** Start The records **

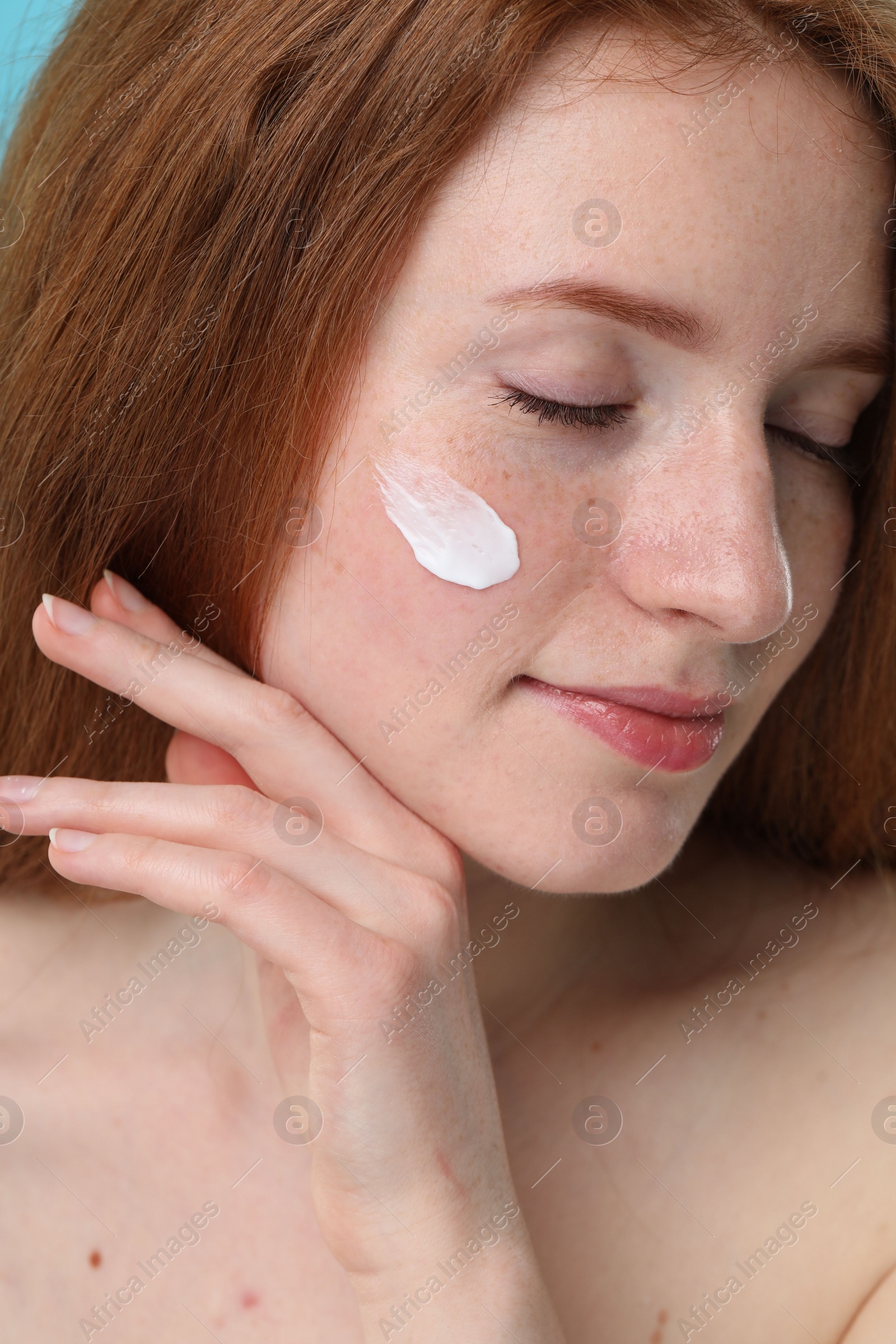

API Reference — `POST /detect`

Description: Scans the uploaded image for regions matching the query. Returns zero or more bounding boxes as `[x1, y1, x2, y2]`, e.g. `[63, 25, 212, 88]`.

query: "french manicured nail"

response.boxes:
[0, 774, 43, 802]
[50, 827, 97, 853]
[102, 570, 152, 612]
[43, 592, 97, 634]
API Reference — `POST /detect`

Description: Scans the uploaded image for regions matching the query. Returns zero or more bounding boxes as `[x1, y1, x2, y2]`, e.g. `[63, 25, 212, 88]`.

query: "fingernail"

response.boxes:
[50, 827, 97, 853]
[102, 570, 152, 612]
[43, 592, 97, 634]
[0, 774, 43, 802]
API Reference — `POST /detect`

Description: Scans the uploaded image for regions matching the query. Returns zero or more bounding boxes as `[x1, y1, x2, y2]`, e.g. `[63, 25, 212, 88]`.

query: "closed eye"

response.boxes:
[494, 391, 629, 429]
[766, 424, 849, 470]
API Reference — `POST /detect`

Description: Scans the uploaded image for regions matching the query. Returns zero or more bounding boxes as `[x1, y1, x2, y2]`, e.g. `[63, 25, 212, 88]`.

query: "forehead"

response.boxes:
[417, 30, 893, 341]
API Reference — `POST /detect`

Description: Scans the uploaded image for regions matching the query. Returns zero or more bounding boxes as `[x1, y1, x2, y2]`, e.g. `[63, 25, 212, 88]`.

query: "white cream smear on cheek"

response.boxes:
[375, 451, 520, 589]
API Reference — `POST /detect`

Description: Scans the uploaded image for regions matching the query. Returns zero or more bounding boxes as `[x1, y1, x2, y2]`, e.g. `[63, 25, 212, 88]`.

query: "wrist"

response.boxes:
[353, 1202, 563, 1344]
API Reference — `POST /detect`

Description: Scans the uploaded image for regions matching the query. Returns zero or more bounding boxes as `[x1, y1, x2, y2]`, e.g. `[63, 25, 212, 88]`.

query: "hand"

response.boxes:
[7, 577, 562, 1344]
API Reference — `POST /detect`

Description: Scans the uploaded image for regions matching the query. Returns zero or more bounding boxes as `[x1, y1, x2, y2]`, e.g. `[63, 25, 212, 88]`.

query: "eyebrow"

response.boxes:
[491, 279, 718, 349]
[489, 278, 895, 376]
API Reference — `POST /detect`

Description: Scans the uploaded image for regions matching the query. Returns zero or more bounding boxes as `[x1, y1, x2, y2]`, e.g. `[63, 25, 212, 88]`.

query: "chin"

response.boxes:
[432, 786, 700, 895]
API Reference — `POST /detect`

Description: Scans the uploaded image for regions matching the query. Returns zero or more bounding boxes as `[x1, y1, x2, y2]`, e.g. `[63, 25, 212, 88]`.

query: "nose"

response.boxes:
[613, 422, 792, 644]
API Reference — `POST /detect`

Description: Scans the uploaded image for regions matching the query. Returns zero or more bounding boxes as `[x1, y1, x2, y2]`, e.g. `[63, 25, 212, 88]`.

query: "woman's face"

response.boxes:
[262, 35, 892, 891]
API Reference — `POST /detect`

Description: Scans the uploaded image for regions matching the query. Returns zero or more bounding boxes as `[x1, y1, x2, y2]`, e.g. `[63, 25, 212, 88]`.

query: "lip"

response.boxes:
[519, 676, 725, 774]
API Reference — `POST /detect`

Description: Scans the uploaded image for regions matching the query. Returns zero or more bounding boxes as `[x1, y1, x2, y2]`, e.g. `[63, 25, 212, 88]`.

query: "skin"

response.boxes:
[0, 21, 896, 1344]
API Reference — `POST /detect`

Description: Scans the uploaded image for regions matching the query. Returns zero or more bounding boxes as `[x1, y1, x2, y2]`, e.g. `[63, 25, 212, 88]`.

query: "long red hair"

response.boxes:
[0, 0, 896, 879]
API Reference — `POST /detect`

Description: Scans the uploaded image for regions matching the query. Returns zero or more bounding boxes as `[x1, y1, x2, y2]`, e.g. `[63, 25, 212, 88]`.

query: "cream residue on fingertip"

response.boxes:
[375, 450, 520, 589]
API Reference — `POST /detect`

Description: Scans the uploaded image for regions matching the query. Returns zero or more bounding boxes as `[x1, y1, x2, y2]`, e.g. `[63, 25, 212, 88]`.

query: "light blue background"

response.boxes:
[0, 0, 70, 144]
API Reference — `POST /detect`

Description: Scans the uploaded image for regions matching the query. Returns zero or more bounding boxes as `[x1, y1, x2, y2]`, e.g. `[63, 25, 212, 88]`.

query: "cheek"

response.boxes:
[775, 450, 853, 617]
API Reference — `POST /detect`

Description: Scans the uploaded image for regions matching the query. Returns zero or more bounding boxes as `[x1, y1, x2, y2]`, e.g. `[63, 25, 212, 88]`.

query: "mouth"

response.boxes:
[517, 676, 725, 774]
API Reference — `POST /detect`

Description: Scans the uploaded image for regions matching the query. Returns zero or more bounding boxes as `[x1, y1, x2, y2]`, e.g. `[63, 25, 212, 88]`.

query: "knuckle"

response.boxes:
[211, 783, 272, 832]
[253, 683, 314, 732]
[213, 853, 273, 902]
[418, 878, 461, 946]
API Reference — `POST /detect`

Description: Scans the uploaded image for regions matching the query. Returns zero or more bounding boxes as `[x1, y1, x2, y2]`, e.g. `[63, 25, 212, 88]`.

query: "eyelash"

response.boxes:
[496, 391, 629, 429]
[496, 391, 854, 463]
[766, 424, 845, 466]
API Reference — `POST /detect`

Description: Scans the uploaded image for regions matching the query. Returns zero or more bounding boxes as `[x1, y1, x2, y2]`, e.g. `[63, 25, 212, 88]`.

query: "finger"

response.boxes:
[90, 570, 241, 676]
[48, 828, 407, 1024]
[165, 730, 255, 789]
[15, 776, 446, 941]
[0, 776, 449, 944]
[32, 597, 451, 880]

** End The records **

Set problem> Leave out the pictures and print every line of the data exactly.

Solution below>
API Reference — `POST /detect`

Description: Scans the uploaded image for regions matching the query. Returns zero or more bounding boxes as `[x1, y1, x2, y2]`, e.g. `[63, 25, 212, 88]`.

query: "french manicured nail"

response.boxes:
[0, 774, 43, 802]
[50, 827, 97, 853]
[102, 570, 152, 612]
[43, 592, 97, 634]
API Reference — `POST /detect`

Description: Scans the uploaded image for regions matching the query. Returns zero or more bounding boxes as `[x1, y1, x2, y2]`, e.g. `[63, 25, 212, 88]`.

query: "fingernail"

response.boxes:
[50, 827, 97, 853]
[102, 570, 152, 612]
[43, 592, 97, 634]
[0, 774, 43, 802]
API Reference — `POST /detect`

Description: Scans the uploaded image for regions matching the query. Returns zero or more bounding boxes as `[x1, y1, x2, y2]`, e.g. `[63, 25, 212, 88]`.

query: "closed eye"

response.boxes:
[494, 391, 629, 429]
[766, 424, 849, 470]
API Reference — `POST /detect`

Description: Scans the uploaded image for regions matching the query. Returns zero or more bounding boxes as `[x1, y1, x2, y2]`, e.g. `[63, 25, 212, 88]`.

query: "forehead"

response.boxes:
[417, 30, 893, 341]
API Reference — `POST /detect`

Description: Scans the uploaded image for regions matching the query. Returns zero or more bounding boxes as `[x1, y1, x2, y2]`, e.g. `[63, 25, 212, 88]`.

query: "white cream smear on cheek"

response.boxes:
[375, 451, 520, 589]
API Reference — `POST /detect`

Description: Scans the uploaded image for regions matching the query. Returns zero or more bounding boxes as `[x1, y1, x2, y2]`, e.g. `[63, 25, 212, 88]`.

query: "wrist"

response.boxes:
[353, 1202, 563, 1344]
API Reference — `POST /detect`

Description: Scans the uploaded image for regions matching the query. Returns zero or more bounding boxes as `[x1, y1, x2, y2]`, e.g. `[63, 25, 212, 88]`.

query: "hand"

response.boxes:
[7, 577, 562, 1344]
API Reference — `POST /detect`

Description: Scans the uploaded image for regions matching the query. Returns zero or more bounding boxes as `[x1, y1, x2, y2]`, e.g. `[63, 25, 212, 88]`.

query: "eyebrow"

response.boxes:
[491, 279, 718, 349]
[489, 278, 895, 376]
API Reference — `POST /detect`

Description: Scans the uploaded image for regions matching the query. Returns zero or more bounding boxes as `[x1, y1, x2, y2]`, e.g. `[63, 25, 212, 88]`.

query: "chin"

response.boxes:
[432, 786, 700, 895]
API Reference — `POST /detect`

Description: Scans the uploaded image for regions matching the query. Returns zero or more bounding boxes as `[x1, y1, x2, y2]`, e.g. `[63, 25, 212, 88]`.

query: "nose"

response.boxes:
[613, 422, 792, 644]
API Reference — `POST /detect`

Description: Scans the uploaded image for regions matching the query. Returns zero or more bounding boxes as `[x1, y1, x2, y2]`, e.g. `[63, 25, 212, 88]`.

query: "woman's face"

response.boxes:
[262, 35, 892, 891]
API Reference — `POST /detect`

Description: Scans the uploaded image for regions matching the query. Returns zero or more bounding boxes as `[x1, y1, x2, y2]`, e.g. `[63, 25, 212, 88]`.

query: "lip"

response.boxes:
[519, 676, 725, 774]
API Reference — `POST /detect`

Description: Scans the uploaded image for regions matching the query. Returns zero or more bounding boxes as `[x1, y1, x2, y2]`, e.g. `[63, 25, 212, 88]`.

query: "skin"

response.boxes:
[0, 21, 896, 1344]
API Reference — `POST /detect`

Description: Scans the uploaded image for regions matching the query. Returns zero or more bounding boxes as `[x1, y1, x2, y2]`, e.g. `[63, 25, 212, 88]`.

query: "long red hair"

response.boxes:
[0, 0, 896, 879]
API Reference — `POST /detect`

Description: Scans the uploaded image for regions matching the query. Returns zero or more bounding boxes as `[x1, y1, x2, y2]`, e.g. `[63, 25, 212, 88]`.

query: "cream residue on fingertip"

response.boxes:
[375, 450, 520, 589]
API Reference — `POST /detect`

Description: Scans the uploaded image for regions matching the query. Returns zero or more bounding boxes as `[x1, y1, x2, y2]`, e.g. `[63, 25, 212, 88]`.

query: "light blue background"

response.boxes:
[0, 0, 70, 144]
API Reference — `POST /detect`

Description: Scans the uploaded image for regions matching the query. Returns zero or more bounding boxes as `[x1, y1, x2, y2]`, e.g. `[63, 25, 212, 88]`.

query: "cheek"

response.boxes:
[775, 450, 853, 617]
API Reference — `POST /detect`

Description: Scans the uploaded image for regions matching the query. Returns zero or more bounding boxes as `[x1, y1, x2, y2]`, e.g. `[63, 25, 212, 88]`.

query: "mouth"

response.boxes:
[517, 676, 725, 774]
API Reference — `POST /detect`

Description: Scans the uploaded image for regions matching the query. Returns zero or more bounding boxes as `[x1, y1, x2, y2]`, e.g. `[63, 25, 212, 88]`.

query: "knuckle"

response.boxes:
[211, 783, 272, 832]
[253, 683, 314, 732]
[213, 853, 273, 902]
[418, 878, 461, 946]
API Reference — `POST /detect`

Description: Scans the uploaded image for regions matching the query. Returns zero or more bounding boxes as `[x1, y1, x2, y2]`, e.g. `[63, 25, 212, 88]`.

query: "eyelash"

response.boxes:
[496, 391, 629, 429]
[496, 391, 854, 463]
[766, 424, 845, 466]
API Reference — `POST /detect`

Description: Scans the uploaded image for regions matching the query. Returns zero or more bounding boxes as `[x1, y1, x2, y2]`, e.g. `[63, 25, 212, 88]`.

query: "finger"

response.boxes:
[90, 570, 241, 676]
[48, 828, 407, 1024]
[165, 730, 255, 789]
[15, 776, 446, 941]
[0, 776, 449, 944]
[32, 597, 451, 880]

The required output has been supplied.